DIRECTIONS FOR THIS TASK: Look at the entries below and reproduce them exactly.

[Natural language region descriptions]
***
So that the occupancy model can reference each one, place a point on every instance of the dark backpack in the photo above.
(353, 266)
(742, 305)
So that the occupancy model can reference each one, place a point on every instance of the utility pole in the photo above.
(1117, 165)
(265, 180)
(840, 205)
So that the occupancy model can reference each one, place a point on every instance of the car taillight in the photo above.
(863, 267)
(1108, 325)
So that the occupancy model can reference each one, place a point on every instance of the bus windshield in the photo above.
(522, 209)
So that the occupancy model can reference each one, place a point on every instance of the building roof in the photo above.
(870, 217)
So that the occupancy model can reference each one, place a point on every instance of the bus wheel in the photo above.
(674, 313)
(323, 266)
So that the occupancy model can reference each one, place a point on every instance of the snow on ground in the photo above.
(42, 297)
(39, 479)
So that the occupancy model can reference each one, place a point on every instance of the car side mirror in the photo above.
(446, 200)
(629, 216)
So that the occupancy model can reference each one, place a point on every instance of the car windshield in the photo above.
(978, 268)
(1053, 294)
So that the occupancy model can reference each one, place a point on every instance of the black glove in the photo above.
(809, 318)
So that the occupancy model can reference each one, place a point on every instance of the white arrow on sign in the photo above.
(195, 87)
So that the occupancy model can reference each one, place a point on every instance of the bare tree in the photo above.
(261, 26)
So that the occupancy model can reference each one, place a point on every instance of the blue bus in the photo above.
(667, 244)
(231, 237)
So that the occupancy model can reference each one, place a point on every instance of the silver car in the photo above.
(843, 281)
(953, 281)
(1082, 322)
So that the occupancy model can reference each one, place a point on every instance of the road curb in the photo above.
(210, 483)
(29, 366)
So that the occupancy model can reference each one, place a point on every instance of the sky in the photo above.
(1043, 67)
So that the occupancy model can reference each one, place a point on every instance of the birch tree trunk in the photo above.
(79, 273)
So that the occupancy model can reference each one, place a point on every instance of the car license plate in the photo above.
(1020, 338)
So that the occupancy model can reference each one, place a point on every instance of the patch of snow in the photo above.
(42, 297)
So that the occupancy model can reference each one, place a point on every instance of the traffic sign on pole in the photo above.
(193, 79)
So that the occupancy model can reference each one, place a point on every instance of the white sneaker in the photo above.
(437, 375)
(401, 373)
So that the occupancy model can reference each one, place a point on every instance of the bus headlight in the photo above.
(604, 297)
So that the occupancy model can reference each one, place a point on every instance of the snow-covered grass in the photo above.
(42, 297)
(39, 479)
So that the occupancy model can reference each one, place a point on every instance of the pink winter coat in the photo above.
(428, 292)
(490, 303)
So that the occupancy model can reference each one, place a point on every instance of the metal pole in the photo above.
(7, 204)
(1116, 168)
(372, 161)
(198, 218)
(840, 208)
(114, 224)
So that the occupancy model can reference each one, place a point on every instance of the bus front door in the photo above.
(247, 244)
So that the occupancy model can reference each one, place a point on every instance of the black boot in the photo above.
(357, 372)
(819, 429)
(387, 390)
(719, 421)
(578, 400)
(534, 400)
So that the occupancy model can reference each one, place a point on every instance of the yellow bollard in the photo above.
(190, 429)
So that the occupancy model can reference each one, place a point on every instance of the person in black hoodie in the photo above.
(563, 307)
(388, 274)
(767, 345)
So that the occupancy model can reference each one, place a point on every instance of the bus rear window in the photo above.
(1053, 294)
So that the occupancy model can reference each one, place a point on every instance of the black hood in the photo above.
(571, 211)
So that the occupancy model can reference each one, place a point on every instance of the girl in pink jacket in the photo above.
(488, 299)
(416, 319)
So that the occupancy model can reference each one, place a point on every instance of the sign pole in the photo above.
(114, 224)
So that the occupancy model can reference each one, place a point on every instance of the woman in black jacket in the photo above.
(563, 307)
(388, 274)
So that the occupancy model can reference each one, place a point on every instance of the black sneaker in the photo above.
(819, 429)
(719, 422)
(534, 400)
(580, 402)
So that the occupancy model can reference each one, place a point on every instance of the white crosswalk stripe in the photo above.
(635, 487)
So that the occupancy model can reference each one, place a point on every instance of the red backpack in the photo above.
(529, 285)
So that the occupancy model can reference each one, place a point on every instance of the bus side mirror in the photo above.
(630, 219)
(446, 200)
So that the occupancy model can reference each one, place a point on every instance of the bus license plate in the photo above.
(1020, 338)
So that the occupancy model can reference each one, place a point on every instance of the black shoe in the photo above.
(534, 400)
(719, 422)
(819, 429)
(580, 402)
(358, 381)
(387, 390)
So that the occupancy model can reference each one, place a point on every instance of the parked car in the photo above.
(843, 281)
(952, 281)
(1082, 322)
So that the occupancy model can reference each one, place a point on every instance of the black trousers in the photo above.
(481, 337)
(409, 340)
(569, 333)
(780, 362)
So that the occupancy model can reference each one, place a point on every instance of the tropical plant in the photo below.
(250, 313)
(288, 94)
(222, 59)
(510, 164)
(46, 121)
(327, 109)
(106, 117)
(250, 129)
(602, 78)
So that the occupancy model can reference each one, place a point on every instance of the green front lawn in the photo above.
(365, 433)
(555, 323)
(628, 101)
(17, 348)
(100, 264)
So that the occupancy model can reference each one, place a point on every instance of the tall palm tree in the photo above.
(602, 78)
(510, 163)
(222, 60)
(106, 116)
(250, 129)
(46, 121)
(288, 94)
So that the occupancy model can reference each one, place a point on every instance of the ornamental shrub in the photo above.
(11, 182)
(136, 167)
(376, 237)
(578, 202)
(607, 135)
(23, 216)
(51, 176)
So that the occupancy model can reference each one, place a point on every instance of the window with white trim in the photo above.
***
ANSWER TO THIS EXERCISE:
So that the occupancy model can reference each one, place a point on every instance of the dark backpack in the photo above.
(353, 266)
(742, 305)
So that the occupancy model can reference each one, place a point on every instance of the utility pole in the photo above.
(1117, 165)
(265, 180)
(840, 205)
So that the occupancy model can reference each one, place a point on every instance of the car taillight in the photo above.
(863, 267)
(1108, 325)
So that the occupancy model can reference each one, place a point on every instance of the bus windshield in the photo above.
(522, 209)
So that the occupancy model can reference each one, place a point on every instance of the building roof in the photo above.
(870, 217)
So that the occupancy model can reference each one, place a point on every instance of the bus wheel in the photo above.
(674, 313)
(323, 266)
So that the occupancy model can reference each one, place a point on every instance of the snow on ground in the photo above.
(42, 297)
(39, 479)
So that the occupancy model can reference each one, place a point on every instance of the car side mirror in the photo above.
(446, 200)
(629, 216)
So that the occupancy model can reference each one, place a point on every instance of the car windshield in the photo above.
(978, 268)
(1053, 294)
So that the occupancy model can reference each one, place a point on every instance of the black glove in the photo above.
(809, 318)
So that the occupancy model can reference each one, place a point on every instance of the white arrow on sign in the photo above.
(195, 87)
So that the occupancy model can reference each one, place a point on every instance of the bare tree in the photo above.
(261, 26)
So that the occupancy model can reference each one, place a point on every instance of the blue bus in the photo above.
(667, 244)
(231, 237)
So that the occupancy model can reference each one, place a point on every instance of the silver car in the photo above.
(843, 281)
(953, 281)
(1082, 322)
So that the occupancy model can reference each one, place a point on every instance of the road curb in the photo above.
(210, 483)
(29, 366)
So that the occupancy model can reference each one, place a point on every instance of the sky in the photo above.
(1043, 67)
So that the occupancy model can reference each one, place a point on every instance of the birch tree trunk in the photo above.
(79, 273)
So that the occupancy model can reference each one, place a point on every instance of the car license plate in the photo above.
(1020, 338)
So that the occupancy model can reference each one, place a point on every instance of the patch of snow in the photo above.
(42, 297)
So that the occupancy model can reference each one, place a point on every instance of the traffic sign on pole in the photo above.
(193, 79)
So that the occupancy model can reference each one, place a point on every instance of the white sneaker in the photo above.
(437, 375)
(401, 373)
So that the occupancy model can reference each one, place a point on every instance of the bus headlight in the photo above.
(604, 297)
So that the occupancy model can reference each one, place a point on every instance of the snow-covered grass in the photo above.
(42, 297)
(39, 479)
So that the occupancy model can reference each one, place a point on every instance of the pink winter coat in the photo above.
(428, 292)
(490, 303)
So that the occupancy model can reference each one, place a point on every instance of the metal pole in the photo above.
(7, 204)
(1116, 168)
(372, 161)
(198, 218)
(840, 208)
(114, 224)
So that the occupancy model can reference each one, place a point on every instance of the bus front door in the photo above.
(247, 244)
So that the occupancy model can reference each one, place a point on every instance of the black boot in the photo above.
(357, 372)
(819, 429)
(387, 390)
(719, 421)
(578, 400)
(534, 400)
So that the occupancy model can reference each one, place a point on every instance of the yellow bollard in the photo above.
(190, 429)
So that the occupancy model can reference each one, place a point on every instance of the person in black hoodie in the photo above.
(563, 307)
(388, 274)
(767, 345)
So that the occupancy model can reference each one, place a point on every instance of the bus rear window in the photo above.
(1053, 294)
So that the occupancy model can reference each one, place a point on every instance of the black hood in the photo above.
(571, 211)
So that the occupancy model can reference each one, place a point on every instance of the girl in pink jacket in the photo above.
(488, 299)
(416, 319)
So that the occupancy model can reference each one, place a point on every instance of the sign pole in the photo above.
(114, 224)
So that the occupancy model can reference each one, place a point on every instance of the woman in black jacket in the photo above.
(563, 307)
(388, 274)
So that the occupancy model can reference each one, place a point on every instance of the black sneaker in the photo above.
(819, 429)
(719, 422)
(534, 400)
(580, 402)
So that the occupancy model can reference each one, place a point on every instance of the white crosswalk stripe in the photo above.
(635, 487)
So that the occupancy model can reference each one, place a point on every instance of the red backpack in the photo above.
(529, 285)
So that the occupancy model can reference each one, place a point on every instance of the bus side mirror in the photo above.
(630, 219)
(446, 200)
So that the occupancy model can reference each one, place a point on every instance of the bus license plate in the photo above.
(1020, 338)
So that the occupancy model can reference each one, place a point on every instance of the black shoe in the photo above.
(534, 400)
(719, 422)
(819, 429)
(580, 402)
(358, 381)
(387, 390)
So that the occupancy model can reference each one, place a point on every instance of the parked car in the photo above.
(843, 281)
(952, 281)
(1082, 322)
So that the occupancy model can reference each one, place a point on every instance of the black trousers in the photo above.
(481, 337)
(409, 340)
(569, 333)
(780, 362)
So that the occupancy model can reference each one, place a point on every instance of the tropical plant in the photo below.
(250, 313)
(288, 94)
(222, 59)
(510, 164)
(46, 121)
(327, 109)
(106, 117)
(250, 129)
(602, 78)
So that the occupancy model can reference each one, place a point on every instance of the green front lawn in the photo above.
(365, 433)
(555, 323)
(628, 101)
(17, 348)
(100, 264)
So that the occupancy model can reference each one, place a point on every instance of the tall palm tree in the photo above.
(602, 78)
(510, 163)
(222, 60)
(106, 116)
(250, 129)
(46, 121)
(288, 94)
So that the occupancy model can reference each one, place a point on every instance of the ornamental shrub in the photo above.
(11, 182)
(136, 167)
(376, 237)
(578, 202)
(607, 135)
(23, 216)
(51, 176)
So that the occupancy model can reference each one, place a point on every instance of the window with white trim in the photo above.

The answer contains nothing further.